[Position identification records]
====

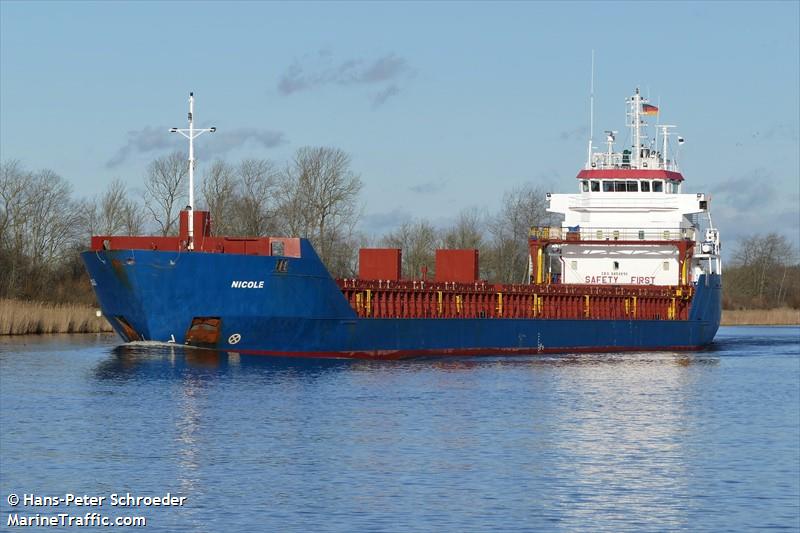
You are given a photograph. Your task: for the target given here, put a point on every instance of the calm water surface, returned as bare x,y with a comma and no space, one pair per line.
705,441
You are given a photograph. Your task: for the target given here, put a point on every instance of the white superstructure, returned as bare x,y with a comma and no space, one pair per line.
629,222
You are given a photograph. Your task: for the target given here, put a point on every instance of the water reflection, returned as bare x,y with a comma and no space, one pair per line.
651,440
134,361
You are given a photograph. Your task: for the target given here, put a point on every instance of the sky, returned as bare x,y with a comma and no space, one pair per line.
442,106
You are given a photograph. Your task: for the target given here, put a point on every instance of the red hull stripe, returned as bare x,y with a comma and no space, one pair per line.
629,174
408,354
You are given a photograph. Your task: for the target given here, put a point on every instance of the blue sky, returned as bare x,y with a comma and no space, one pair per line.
442,106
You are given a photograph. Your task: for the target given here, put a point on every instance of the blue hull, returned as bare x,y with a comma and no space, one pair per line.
302,312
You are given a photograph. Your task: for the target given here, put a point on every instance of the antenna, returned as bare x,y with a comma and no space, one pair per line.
191,133
591,116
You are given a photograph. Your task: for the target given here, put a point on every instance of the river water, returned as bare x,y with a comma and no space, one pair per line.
703,441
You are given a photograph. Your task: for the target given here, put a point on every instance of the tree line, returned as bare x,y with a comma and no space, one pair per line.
315,195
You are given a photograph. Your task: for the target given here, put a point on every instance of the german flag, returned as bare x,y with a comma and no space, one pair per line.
648,109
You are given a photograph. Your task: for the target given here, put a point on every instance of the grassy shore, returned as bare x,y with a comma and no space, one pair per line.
20,318
782,316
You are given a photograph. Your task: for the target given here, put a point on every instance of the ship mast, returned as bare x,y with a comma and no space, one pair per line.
591,116
637,132
191,133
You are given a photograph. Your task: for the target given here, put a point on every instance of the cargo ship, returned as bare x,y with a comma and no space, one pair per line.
634,266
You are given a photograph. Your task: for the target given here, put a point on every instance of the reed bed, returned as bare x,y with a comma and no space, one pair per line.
19,317
781,316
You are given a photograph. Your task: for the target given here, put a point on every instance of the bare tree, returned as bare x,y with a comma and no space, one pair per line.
419,241
468,230
319,199
522,207
761,272
257,199
219,193
165,191
113,212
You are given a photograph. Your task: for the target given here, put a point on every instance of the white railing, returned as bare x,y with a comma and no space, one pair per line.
580,233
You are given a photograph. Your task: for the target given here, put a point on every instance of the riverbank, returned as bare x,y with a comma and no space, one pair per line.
21,318
782,316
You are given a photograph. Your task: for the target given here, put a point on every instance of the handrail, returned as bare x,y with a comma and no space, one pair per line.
593,233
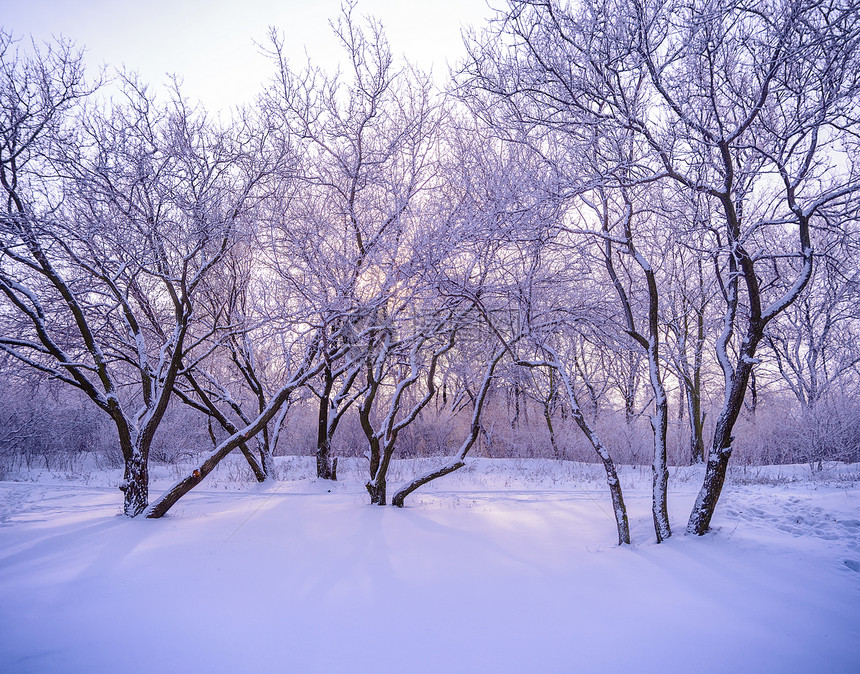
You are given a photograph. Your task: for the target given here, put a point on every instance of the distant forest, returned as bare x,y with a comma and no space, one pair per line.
623,232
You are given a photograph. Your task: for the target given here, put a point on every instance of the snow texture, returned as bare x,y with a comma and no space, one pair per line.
500,567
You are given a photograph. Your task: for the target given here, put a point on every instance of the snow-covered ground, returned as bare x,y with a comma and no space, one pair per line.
506,566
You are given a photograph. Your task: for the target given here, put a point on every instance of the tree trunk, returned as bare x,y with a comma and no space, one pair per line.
324,466
721,449
135,486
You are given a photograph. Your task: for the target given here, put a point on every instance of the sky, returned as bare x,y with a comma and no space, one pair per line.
213,44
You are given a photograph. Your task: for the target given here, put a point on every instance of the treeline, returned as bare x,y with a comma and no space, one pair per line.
628,227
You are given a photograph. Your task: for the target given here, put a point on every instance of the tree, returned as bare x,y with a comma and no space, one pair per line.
367,137
753,111
108,229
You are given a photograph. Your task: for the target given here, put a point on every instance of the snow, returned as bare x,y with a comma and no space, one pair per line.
504,566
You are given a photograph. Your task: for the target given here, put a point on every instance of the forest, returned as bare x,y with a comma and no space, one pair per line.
622,233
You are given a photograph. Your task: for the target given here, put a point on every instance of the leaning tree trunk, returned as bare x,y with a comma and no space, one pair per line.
135,485
721,449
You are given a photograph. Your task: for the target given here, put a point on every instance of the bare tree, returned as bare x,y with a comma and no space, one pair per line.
367,137
753,111
108,230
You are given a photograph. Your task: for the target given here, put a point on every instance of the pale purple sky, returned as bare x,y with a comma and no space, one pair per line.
211,43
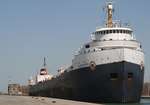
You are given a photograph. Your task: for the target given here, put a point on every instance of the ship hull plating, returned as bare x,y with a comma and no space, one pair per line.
114,82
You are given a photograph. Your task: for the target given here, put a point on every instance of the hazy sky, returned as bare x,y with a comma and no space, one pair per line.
32,29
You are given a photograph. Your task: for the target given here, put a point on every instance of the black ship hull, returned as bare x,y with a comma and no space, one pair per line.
115,82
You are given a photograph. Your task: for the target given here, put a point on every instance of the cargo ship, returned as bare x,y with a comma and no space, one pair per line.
109,68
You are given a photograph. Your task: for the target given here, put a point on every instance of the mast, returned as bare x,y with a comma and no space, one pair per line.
109,22
44,64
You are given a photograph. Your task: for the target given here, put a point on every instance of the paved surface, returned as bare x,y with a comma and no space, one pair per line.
27,100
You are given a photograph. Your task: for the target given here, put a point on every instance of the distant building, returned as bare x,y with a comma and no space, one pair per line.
17,89
146,89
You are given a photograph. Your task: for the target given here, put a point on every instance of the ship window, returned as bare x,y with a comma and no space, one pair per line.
100,32
120,31
106,31
130,76
87,46
114,76
124,31
110,31
114,31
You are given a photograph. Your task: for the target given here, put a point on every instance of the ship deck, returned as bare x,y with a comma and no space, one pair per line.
27,100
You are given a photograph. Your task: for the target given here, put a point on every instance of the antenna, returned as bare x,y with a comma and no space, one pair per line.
44,64
109,14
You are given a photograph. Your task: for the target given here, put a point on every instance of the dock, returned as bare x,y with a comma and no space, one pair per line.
28,100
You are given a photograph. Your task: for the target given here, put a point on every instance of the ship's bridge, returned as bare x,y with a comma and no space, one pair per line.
114,33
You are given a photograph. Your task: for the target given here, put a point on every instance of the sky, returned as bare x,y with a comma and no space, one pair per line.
33,29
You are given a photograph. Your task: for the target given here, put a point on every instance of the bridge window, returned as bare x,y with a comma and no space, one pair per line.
114,31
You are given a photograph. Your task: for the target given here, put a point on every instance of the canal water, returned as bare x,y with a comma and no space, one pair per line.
143,102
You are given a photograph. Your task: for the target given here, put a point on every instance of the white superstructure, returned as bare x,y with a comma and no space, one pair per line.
113,43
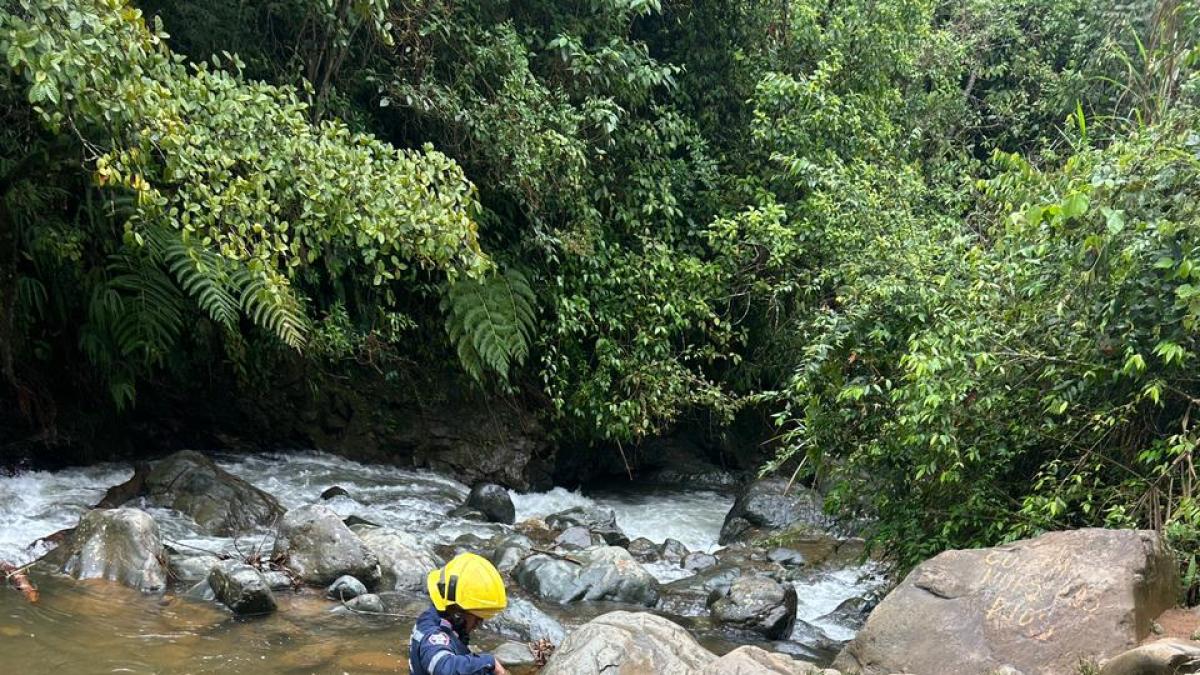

====

Render all the lines of the records above as a Markdown table with two columns, Row and Line, numbering each row and skipping blank lines. Leave the pictures out.

| Row | Line |
|---|---|
| 1 | You are given a photograph. Your task: for the target given here, put a point on every instance of the calm water surface, returned as bare x,y with a comma and no space, one pair per line. |
| 2 | 705,441 |
| 3 | You are given a photograph. Your task: for the target given here, put a point on every instance of the white superstructure, returned as bare x,y with a comma and no space, one pair per line. |
| 4 | 629,222 |
| 5 | You are given a photograph. Your task: for the target given here, put a point on every instance of the water reflection, returned as bare x,y with a comma and no space, one pair per line. |
| 6 | 651,440 |
| 7 | 134,361 |
| 8 | You are given a photograph. Your task: for the target given here, put a point on every instance of the sky, returned as bare x,y with a comma and no space, one pair per line. |
| 9 | 442,106 |
| 10 | You are given a photograph. Your task: for the target given here, put a point on every instance of the red hull stripe, returned as bare x,y with a comma and no space, one pair per line. |
| 11 | 629,174 |
| 12 | 408,354 |
| 13 | You are given a photograph. Your task: for the target given here, put a point on every instance of the blue sky, returned as bare x,y with a comma and no space, one pair per line. |
| 14 | 442,106 |
| 15 | You are given a photograph. Your task: for the target given here, put a point on every instance of the blue hull, returned as bare x,y with a comma and no space, one pair per line. |
| 16 | 302,312 |
| 17 | You are given a photograph. Your task: for the target given here, put a point on every instance of the antenna, returned as bare x,y with a comma and no space, one pair per line. |
| 18 | 191,133 |
| 19 | 591,116 |
| 20 | You are given a photograph. Your task: for the target given here, put a point on every instance of the river water, returned as bare x,y with a comma and no space, one pair per line. |
| 21 | 703,441 |
| 22 | You are given a photograph. Your task: for the target given here, put a point on every instance of the tree line, returned as bare x,y with a comma and no space, one pair per line. |
| 23 | 315,195 |
| 24 | You are given a photograph. Your task: for the target given here, put a point on every instance of the german flag, returned as bare x,y with a comma and no space, one pair per line. |
| 25 | 648,109 |
| 26 | You are given a photograph. Your task: for the target given here, put a point on every instance of the grassy shore, returned as bare x,y with a comma and no space, one pair per line. |
| 27 | 20,318 |
| 28 | 782,316 |
| 29 | You are given a photograph. Your task: for the target given here, put a point on every instance of the ship mast, returned as bare x,y with a comma and no space, one pair per line. |
| 30 | 591,116 |
| 31 | 637,132 |
| 32 | 191,133 |
| 33 | You are given a photograph. Your task: for the target given here, put a point on every instance of the cargo ship, returned as bare x,y with a comma and no space, one pair per line. |
| 34 | 634,266 |
| 35 | You are given a photograph. Your task: for the target given here, put a point on every instance of the reed bed, returned as bare x,y with a comma and no space, one pair per line. |
| 36 | 19,317 |
| 37 | 781,316 |
| 38 | You are given a photograph. Your task: for the target given here, put a point on every instance of the bare tree, returned as bare x,y with a comma and no space, one pair per line. |
| 39 | 419,241 |
| 40 | 468,230 |
| 41 | 319,199 |
| 42 | 522,207 |
| 43 | 761,272 |
| 44 | 257,199 |
| 45 | 219,193 |
| 46 | 165,191 |
| 47 | 113,212 |
| 48 | You are given a photograph. Your task: for the target given here, put a point on every instance of the white railing, returned as bare x,y with a comma and no space, one pair per line. |
| 49 | 580,233 |
| 50 | You are given a photograph. Your task: for the target given here, put a point on every instance of the riverbank, returned as bare x,y with a comma and no space, one pair per line. |
| 51 | 21,318 |
| 52 | 782,316 |
| 53 | You are given a photograph. Your task: for the target given here, put a point on every instance of the handrail, returned as bare x,y with a comma and no space, one pair per line. |
| 54 | 593,233 |
| 55 | You are given a photograph. Your task: for the target given here, put a point on every instance of the distant forest, returned as bare x,y with a comma and no space, one pair per line. |
| 56 | 623,232 |
| 57 | You are given a photograph. Your task: for the target given here, put a point on every instance of the snow texture, returned as bare x,y with a comma and no space, one pair per line. |
| 58 | 500,567 |
| 59 | You are given a photograph. Your task: for the target given here, put a point on every instance of the snow-covered ground, returned as bare x,y with a comma and no space, one pair per line. |
| 60 | 506,566 |
| 61 | You are given a photograph. Your task: for the target given here, put a point on every instance of the tree trunk, returned as bare x,y with a comma and no space, one pair per line. |
| 62 | 324,466 |
| 63 | 721,449 |
| 64 | 135,486 |
| 65 | You are given a photograph. Your task: for the target given here, put a point on every instance of the sky, returned as bare x,y with a comma and no space, one pair per line. |
| 66 | 213,44 |
| 67 | You are given a photograph. Your task: for the target given here, put a point on every instance of the treeline, returned as bare x,y with a comma and no space, one pair per line. |
| 68 | 628,227 |
| 69 | You are given a photograph. Your task: for the target given here, put a point on every instance of the tree, returned as bare x,y with a comma and no space, one pair per line. |
| 70 | 367,137 |
| 71 | 753,111 |
| 72 | 108,229 |
| 73 | You are given a photograph. Your task: for the target given here, put a point on every instance of the snow, returned as bare x,y with a comma and no space, one pair per line. |
| 74 | 504,566 |
| 75 | You are given a photograph. Your task: for the target given here, put a point on every instance of the forest, returned as bare x,y with a comma and no space, one pair per line. |
| 76 | 622,233 |
| 77 | You are given a photograph. Your task: for the target given here, put a point on every instance of the leaning tree trunk, returned as bare x,y with a comma and no space, one pair per line. |
| 78 | 135,485 |
| 79 | 721,449 |
| 80 | You are given a photograph. Your task: for the target given here, put a point on every instance of the bare tree, returned as bare x,y with a comma and no space, one pair per line. |
| 81 | 367,137 |
| 82 | 753,111 |
| 83 | 108,230 |
| 84 | You are given a photograph. Your task: for the target given here, put a point on every instance of the pale purple sky, returned as bare x,y with a comma and no space, one pair per line. |
| 85 | 211,43 |
| 86 | You are given a photograph. Your task: for the target given here, put a point on every instance of the ship hull plating, returned as bare x,y with a comma and no space, one pair per line. |
| 87 | 114,82 |
| 88 | You are given a photograph. Your task: for the target given here, put a point on every instance of the hazy sky, returned as bare x,y with a comma and no space, one pair per line. |
| 89 | 32,29 |
| 90 | You are given a photograph. Your task: for the target given here, put a point on every instance of the black ship hull, returned as bare x,y with a comma and no space, one pair per line. |
| 91 | 115,82 |
| 92 | You are given a photograph. Your task: for the target given here, put a point on every instance of the cargo ship, returned as bare x,y with a comma and no space, one pair per line. |
| 93 | 109,68 |
| 94 | You are given a photograph. Your task: for the target given here, put a point on every instance of the mast, returned as bare x,y with a comma and no space, one pair per line. |
| 95 | 109,22 |
| 96 | 44,64 |
| 97 | You are given a photograph. Your task: for the target given here, put a point on every instance of the paved surface, returned as bare x,y with a comma and no space, one pair per line. |
| 98 | 27,100 |
| 99 | You are given a photograph. Your task: for the target given here, put a point on every instance of the distant building, returned as bare x,y with a comma and no space, one pair per line. |
| 100 | 17,89 |
| 101 | 146,89 |
| 102 | You are given a photograph. Your task: for the target given here, put a point on every instance of the ship window, returned as bare x,y with a comma and no space, one pair per line. |
| 103 | 100,32 |
| 104 | 120,31 |
| 105 | 106,31 |
| 106 | 130,76 |
| 107 | 87,46 |
| 108 | 114,76 |
| 109 | 124,31 |
| 110 | 110,31 |
| 111 | 114,31 |
| 112 | You are given a photograph. Your task: for the target given here, put a point on every instance of the ship deck, returned as bare x,y with a comma and no space, one pair per line. |
| 113 | 27,100 |
| 114 | You are given a photograph. Your task: for the target given here, put a point on every instance of the antenna, returned as bare x,y with a comma and no space, one pair per line. |
| 115 | 44,64 |
| 116 | 109,14 |
| 117 | You are given a photograph. Your task: for the target given here, put a point on every instance of the dock, returned as bare x,y with a comma and no space, one pair per line. |
| 118 | 28,100 |
| 119 | You are given a photograph. Your task: for the target given here, put a point on every instance of the ship's bridge, returned as bare x,y with a comma and no space, one pair per line. |
| 120 | 114,33 |
| 121 | You are given a photograph. Your task: for the target given here, put a point on every instance of the sky, returned as bare x,y with a comma and no space, one pair per line. |
| 122 | 33,29 |
| 123 | You are given a photograph. Your task: for the target given here, put a point on every instance of the bridge window, returned as bare x,y with a comma and no space, one pair per line. |
| 124 | 114,31 |
| 125 | You are given a photograph. Your task: for the target given here, put a point on every instance of the canal water, returned as bare x,y with a comma and no space, one pair per line. |
| 126 | 143,102 |
| 127 | You are given a photograph. Your task: for the target given here, put a point on every instance of the white superstructure, returned as bare x,y with a comma and no space, one pair per line. |
| 128 | 113,43 |